* **Source passage**
<<<<
In a short introduction, Christiane Lange, initiator and curator of the project, introduces its development and the curatorial concept. More than 40 exhibitions and projects in North Rhine-Westphalia commemorate the founding of the famous reform school. This also includes the villa ensemble of Haus Lange and Haus Esters, known well beyond the state borders, which is situated just a short walk from the Krefeld Pavilion. They deal with the topic of "Alternatives for Living".
How did we live in the past, how do we live today, and how will we live in the future? These questions are examined in the famous ensemble. The Bauhaus icons by Ludwig Mies van der Rohe, commissioned by the industrialists Hermann Lange and Josef Esters from Krefeld, become an experimental discussion platform as well as a think tank and manufacturing laboratory.
Carpet Concept and KAP Forum invite you to a surprising Bauhaus tour through the textile city of Krefeld.
Friday, 14 June 2019. Meeting point: Museums Haus Esters and Haus Lange. Wilhelmshofsallee 91-97, 47800 Krefeld, Germany Time:
3:00 p.m. – 6:30 p.m. Conclusion:
from 7:00 p.m. onwards at Ristorante La Riva, Dammstrasse 18, Krefeld-Uerdingen (on the Rhine)
Start: 3:00 p.m.
• Individual journey to Krefeld. Meeting point: art museums Haus Lange / Haus Esters
• Visit to the museums Haus Esters and Haus Lange with guided tour of the garden. Wilhelmshofsallee 91-97, 47800 Krefeld, Germany, phone: +49-2151-975580.
approx. 4:30 p.m.
• Visit to the exhibition: Bauhaus and Silk Industry at the Krefeld Pavilion by Thomas Schütte
Walk from the museums to the park:
300 m, passing private residences dating from the Bauhaus period. Information: The Krefeld Pavilion by Thomas Schütte has a floor area of 200 square metres. It was implemented by RKW+, Düsseldorf on behalf of Projekt MIK e.V. Lars Klatte, architect and managing partner of RKW+, will be present.
Conclusion: Ristorante La Riva, Dammstrasse 18, Krefeld-Uerdingen (on the Rhine) – www.la-riva.net
Direction + Organization:
Andreas Grosz, Head of KAP Forum für Architektur + Stadtentwicklung
Thomas Trenkamp, Managing Partner, Carpet Concept
Inken Herzig. Grosz-Herzig. Architektur-Kommunikation.
>>>>
* **Dataset content**
<<<<
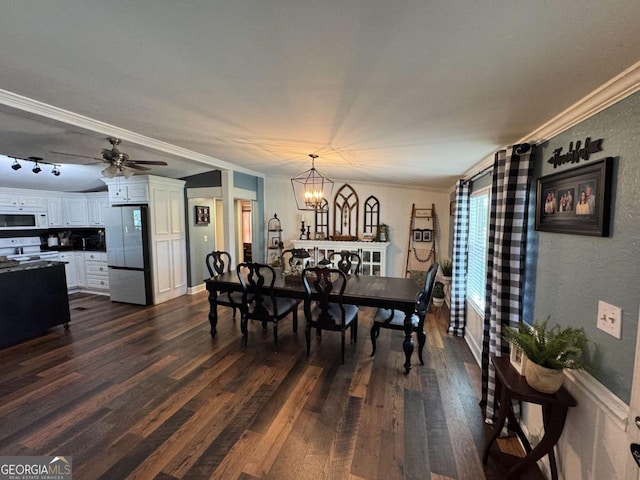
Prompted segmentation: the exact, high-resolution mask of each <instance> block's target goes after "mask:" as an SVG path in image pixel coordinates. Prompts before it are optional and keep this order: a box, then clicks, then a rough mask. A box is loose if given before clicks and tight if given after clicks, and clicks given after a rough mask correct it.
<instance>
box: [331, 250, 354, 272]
mask: <svg viewBox="0 0 640 480" xmlns="http://www.w3.org/2000/svg"><path fill="white" fill-rule="evenodd" d="M338 256H340V258H339V259H338V258H337V257H338ZM329 262H331V264H332V265H333V264H334V262H335V266H336V268H339V269H340V270H342V271H343V272H344V273H345V274H347V275H351V274H352V273H354V274H356V275H358V274H359V273H360V269H361V267H362V259H361V258H360V255H358V254H357V253H355V252H350V251H349V250H342V251H341V252H333V253H332V254H331V255H329Z"/></svg>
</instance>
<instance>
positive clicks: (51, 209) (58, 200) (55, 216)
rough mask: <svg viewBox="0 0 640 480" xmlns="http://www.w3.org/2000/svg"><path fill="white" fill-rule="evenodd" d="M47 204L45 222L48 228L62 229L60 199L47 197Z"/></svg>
mask: <svg viewBox="0 0 640 480" xmlns="http://www.w3.org/2000/svg"><path fill="white" fill-rule="evenodd" d="M46 202H47V220H48V222H49V227H64V216H63V212H62V197H52V196H49V197H47V199H46Z"/></svg>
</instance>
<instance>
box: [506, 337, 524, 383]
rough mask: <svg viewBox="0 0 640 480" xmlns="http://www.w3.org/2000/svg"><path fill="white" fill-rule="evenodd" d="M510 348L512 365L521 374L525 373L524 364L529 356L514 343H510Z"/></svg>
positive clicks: (509, 358)
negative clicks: (526, 355) (510, 343)
mask: <svg viewBox="0 0 640 480" xmlns="http://www.w3.org/2000/svg"><path fill="white" fill-rule="evenodd" d="M509 348H510V350H509V361H510V362H511V365H512V366H513V368H515V369H516V372H518V373H519V374H520V375H524V364H525V362H526V361H527V356H526V355H525V354H524V352H523V351H522V350H521V349H519V348H518V347H516V346H515V345H513V344H512V343H511V344H509Z"/></svg>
>>>>
* **Work request**
List every distinct clock time in the text above about the Krefeld Bauhaus tour, and state what each one marks.

* **Your solution**
- 3:00 p.m.: the start of the tour
- approx. 4:30 p.m.: the visit to the exhibition "Bauhaus and Silk Industry" at the Krefeld Pavilion by Thomas Schütte
- 6:30 p.m.: the end of the tour time (3:00 p.m. – 6:30 p.m.)
- 7:00 p.m.: the start of the conclusion at Ristorante La Riva, Dammstrasse 18, Krefeld-Uerdingen